Given instruction:
Retype the part of the XML-RPC bug thread from "This is identical" up to and including "worth the complexity.".

Quoted text:
We probably want more details in the logs here. We haven't tested a similar scenario in the 4.15.0 code, but the handling that prints these lines is new as of commit r40504 for this bug.

A brief review of that commit indicates that the old code printed more details such as tracebacks for these types of exceptions.
Comment 73 Pierre Ossman cendio 2023-11-13 16:59:02 CET
> SHOULD:
>
> * The XML-RPC code is converted to asyncio models and abstractions (e.g. protocols)

One new asyncio feature is the ability to cancel background processes. We've rigged up the new code so that dropped XML-RPC connections will try to cancel the running method handler.

However, it's too much work to add this support to all the different handlers at this time. So we filter out the cancel signal and always let the handlers run to completion. If the connection has been dropped, then we simply throw away the result.

This is identical to the previous asyncore behaviour, so we are not worse off than before.

Added bug 8255 for improving this situation.
Comment 74 Pierre Ossman cendio 2023-11-14 09:29:52 CET
(In reply to Samuel Mannehed from comment #71)
> 
> We probably want more details in the logs here. We haven't tested a similar
> scenario in the 4.15.0 code, but the handling that prints these lines is new
> as of commit r40504 for this bug.
> 
> A brief review of that commit indicates that the old code printed more
> details such as tracebacks for these types of exceptions.

I'm not sure if it's worth the complexity.

The old code caught exceptions from both the core XML-RPC code and the individual method handlers in the same place. The new code separates the two, so we don't have to treat them the same. This allows us to not have to have an extra catch-all exception handler in the XML-RPC code. The downside is that it gets messy if we want to treat different exceptions from the core XML-RPC code in different ways.

Provided material:
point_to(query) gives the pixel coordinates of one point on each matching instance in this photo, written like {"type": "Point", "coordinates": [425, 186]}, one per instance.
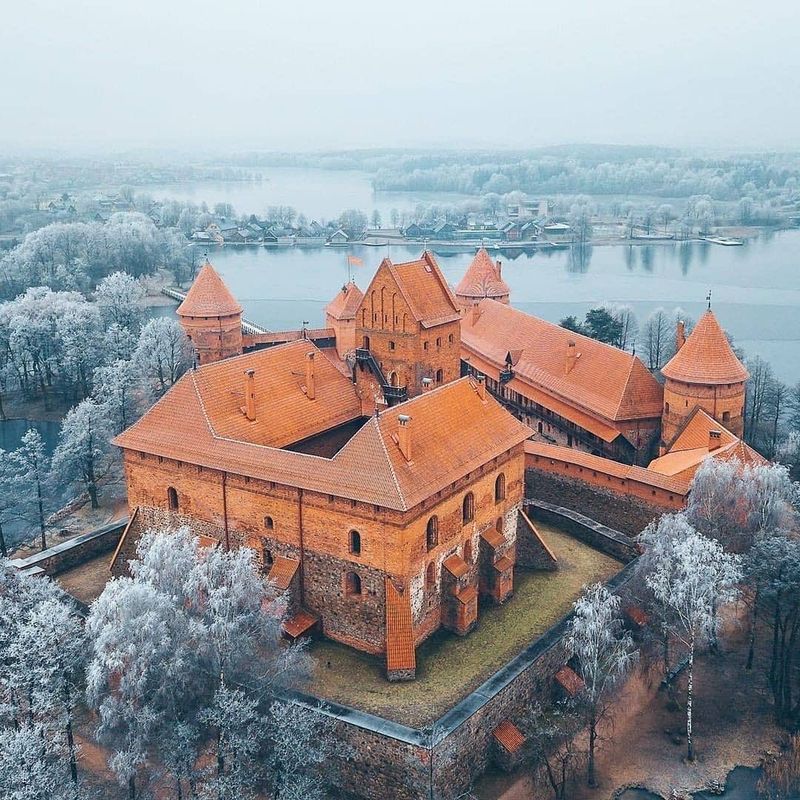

Result of the task:
This is identical to the previous asyncore behaviour, so we are not worse off than before.

Added bug 8255 for improving this situation.
Comment 74 Pierre Ossman cendio 2023-11-14 09:29:52 CET
(In reply to Samuel Mannehed from comment #71)
> 
> We probably want more details in the logs here. We haven't tested a similar
> scenario in the 4.15.0 code, but the handling that prints these lines is new
> as of commit r40504 for this bug.
> 
> A brief review of that commit indicates that the old code printed more
> details such as tracebacks for these types of exceptions.

I'm not sure if it's worth the complexity.